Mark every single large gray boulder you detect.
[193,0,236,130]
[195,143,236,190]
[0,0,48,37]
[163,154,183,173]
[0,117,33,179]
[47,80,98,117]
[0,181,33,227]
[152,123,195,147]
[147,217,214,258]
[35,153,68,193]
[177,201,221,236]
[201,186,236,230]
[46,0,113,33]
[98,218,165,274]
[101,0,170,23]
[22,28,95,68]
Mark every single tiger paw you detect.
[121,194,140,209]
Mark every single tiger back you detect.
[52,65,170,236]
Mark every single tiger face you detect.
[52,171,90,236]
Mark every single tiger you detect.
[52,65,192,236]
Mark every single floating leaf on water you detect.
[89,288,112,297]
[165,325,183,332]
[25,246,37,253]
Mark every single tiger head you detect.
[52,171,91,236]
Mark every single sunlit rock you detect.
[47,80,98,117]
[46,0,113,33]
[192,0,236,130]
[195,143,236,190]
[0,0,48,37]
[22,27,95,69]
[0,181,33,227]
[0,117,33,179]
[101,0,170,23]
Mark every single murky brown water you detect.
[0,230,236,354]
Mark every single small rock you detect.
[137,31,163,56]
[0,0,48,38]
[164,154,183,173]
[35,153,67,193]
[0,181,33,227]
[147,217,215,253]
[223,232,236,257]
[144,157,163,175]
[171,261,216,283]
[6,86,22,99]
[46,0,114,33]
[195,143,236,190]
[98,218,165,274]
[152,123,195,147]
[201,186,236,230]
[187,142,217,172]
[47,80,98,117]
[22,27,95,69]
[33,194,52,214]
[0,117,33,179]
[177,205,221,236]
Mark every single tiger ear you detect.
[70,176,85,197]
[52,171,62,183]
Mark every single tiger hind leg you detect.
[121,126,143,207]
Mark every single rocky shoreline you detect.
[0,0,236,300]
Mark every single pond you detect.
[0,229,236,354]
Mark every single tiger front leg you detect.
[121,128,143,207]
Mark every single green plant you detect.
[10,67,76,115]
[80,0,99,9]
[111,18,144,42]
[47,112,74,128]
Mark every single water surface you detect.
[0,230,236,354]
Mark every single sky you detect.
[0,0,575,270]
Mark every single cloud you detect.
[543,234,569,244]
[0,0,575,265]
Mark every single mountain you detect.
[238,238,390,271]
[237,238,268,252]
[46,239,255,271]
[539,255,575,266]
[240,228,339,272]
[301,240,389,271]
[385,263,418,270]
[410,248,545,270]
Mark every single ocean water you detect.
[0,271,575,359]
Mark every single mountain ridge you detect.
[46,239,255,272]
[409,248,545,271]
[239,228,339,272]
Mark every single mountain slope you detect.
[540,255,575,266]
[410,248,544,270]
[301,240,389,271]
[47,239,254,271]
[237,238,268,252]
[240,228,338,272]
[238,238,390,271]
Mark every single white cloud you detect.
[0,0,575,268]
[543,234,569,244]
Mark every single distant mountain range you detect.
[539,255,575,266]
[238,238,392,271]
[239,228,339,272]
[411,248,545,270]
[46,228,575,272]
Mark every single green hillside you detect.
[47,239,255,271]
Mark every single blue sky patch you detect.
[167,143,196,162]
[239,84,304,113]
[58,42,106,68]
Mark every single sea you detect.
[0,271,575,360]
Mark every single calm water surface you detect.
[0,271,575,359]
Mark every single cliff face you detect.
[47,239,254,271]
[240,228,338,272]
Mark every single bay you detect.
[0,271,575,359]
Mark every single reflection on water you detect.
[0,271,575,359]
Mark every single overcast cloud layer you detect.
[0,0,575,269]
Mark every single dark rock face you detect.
-.-.-
§ **EXERCISE TASK**: Set out every line of the items above as a numbered list, leaving out any blank lines.

§ **RESULT BELOW**:
1. Mark every single large gray boulder you detect.
2. [193,0,236,130]
3. [195,143,236,190]
4. [0,0,48,37]
5. [163,154,183,173]
6. [0,117,33,179]
7. [47,80,98,117]
8. [0,181,33,227]
9. [152,123,195,147]
10. [147,217,214,258]
11. [35,153,68,193]
12. [177,201,221,236]
13. [201,186,236,230]
14. [46,0,113,33]
15. [98,218,165,274]
16. [101,0,170,23]
17. [22,28,95,68]
18. Mark every single tiger paw you detect.
19. [121,194,140,209]
20. Mark every single tiger back you detect.
21. [52,65,170,236]
22. Mark every single tiger face you detect.
23. [52,171,90,236]
24. Mark every single tiger you detect.
25. [52,65,192,236]
26. Mark every single floating leaf on water you detect.
27. [89,288,112,297]
28. [165,325,183,332]
29. [25,246,37,253]
30. Mark every single tiger head you detect.
31. [52,171,91,236]
32. Mark every single sunlit rock you detect.
33. [47,80,98,117]
34. [46,0,113,33]
35. [192,0,236,130]
36. [195,143,236,190]
37. [0,0,48,37]
38. [22,27,95,69]
39. [0,181,33,227]
40. [0,117,33,179]
41. [101,0,170,23]
42. Mark every single murky brown water you detect.
43. [0,230,236,354]
44. Mark every single small rock you detect.
45. [137,31,163,56]
46. [0,0,48,38]
47. [164,154,183,173]
48. [35,153,67,193]
49. [0,181,33,227]
50. [147,217,215,253]
51. [223,232,236,257]
52. [144,157,163,175]
53. [171,261,216,283]
54. [6,86,22,99]
55. [46,0,114,33]
56. [195,143,236,190]
57. [98,218,165,274]
58. [152,123,195,147]
59. [201,186,236,230]
60. [187,142,217,172]
61. [47,80,98,117]
62. [22,27,95,69]
63. [33,194,52,214]
64. [0,117,33,179]
65. [177,205,221,236]
66. Mark every single tiger ear you detect.
67. [70,176,85,197]
68. [52,171,62,183]
69. Mark every single tiger hind leg you detect.
70. [121,126,143,207]
71. Mark every single rocky shoreline you detect.
72. [0,0,236,300]
73. Mark every single pond you detect.
74. [0,229,236,354]
75. Mark every single tiger front leg you detect.
76. [121,128,143,207]
77. Mark every single green plant you detect.
78. [10,67,76,115]
79. [80,0,99,9]
80. [111,18,144,42]
81. [47,112,74,128]
82. Mark every single water surface you detect.
83. [0,230,236,354]
84. Mark every single sky you detect.
85. [0,0,575,270]
86. Mark every single cloud you detect.
87. [543,234,569,244]
88. [0,0,575,265]
89. Mark every single mountain you detect.
90. [238,238,390,271]
91. [237,238,268,252]
92. [46,239,255,271]
93. [539,255,575,266]
94. [240,228,339,272]
95. [301,240,389,271]
96. [385,263,418,270]
97. [410,248,545,270]
98. Mark every single ocean water you detect.
99. [0,271,575,359]
100. Mark every single mountain ridge you detect.
101. [46,239,255,272]
102. [409,248,545,271]
103. [239,228,339,272]
104. Mark every single mountain slope you detect.
105. [540,255,575,266]
106. [410,248,544,270]
107. [301,240,389,271]
108. [47,239,254,271]
109. [237,238,268,252]
110. [240,228,338,272]
111. [238,238,390,271]
112. Mark every single white cloud you detect.
113. [0,0,575,268]
114. [543,234,569,244]
115. Mark every single distant mountain range you detect.
116. [539,255,575,266]
117. [238,238,392,271]
118. [239,228,339,272]
119. [411,248,545,270]
120. [46,228,575,272]
121. Mark every single green hillside you detect.
122. [47,239,255,271]
123. Mark every single blue sky patch you detect.
124. [167,143,196,162]
125. [239,84,304,113]
126. [58,42,106,68]
127. Mark every single sea you detect.
128. [0,271,575,360]
129. Mark every single calm water surface you detect.
130. [0,271,575,359]
131. Mark every single cliff face you detect.
132. [47,239,254,271]
133. [240,228,338,272]
134. Mark every single bay you detect.
135. [0,271,575,359]
136. Mark every single reflection on water you detect.
137. [0,271,575,359]
138. Mark every single overcast cloud layer you detect.
139. [0,0,575,269]
140. Mark every single dark rock face you detect.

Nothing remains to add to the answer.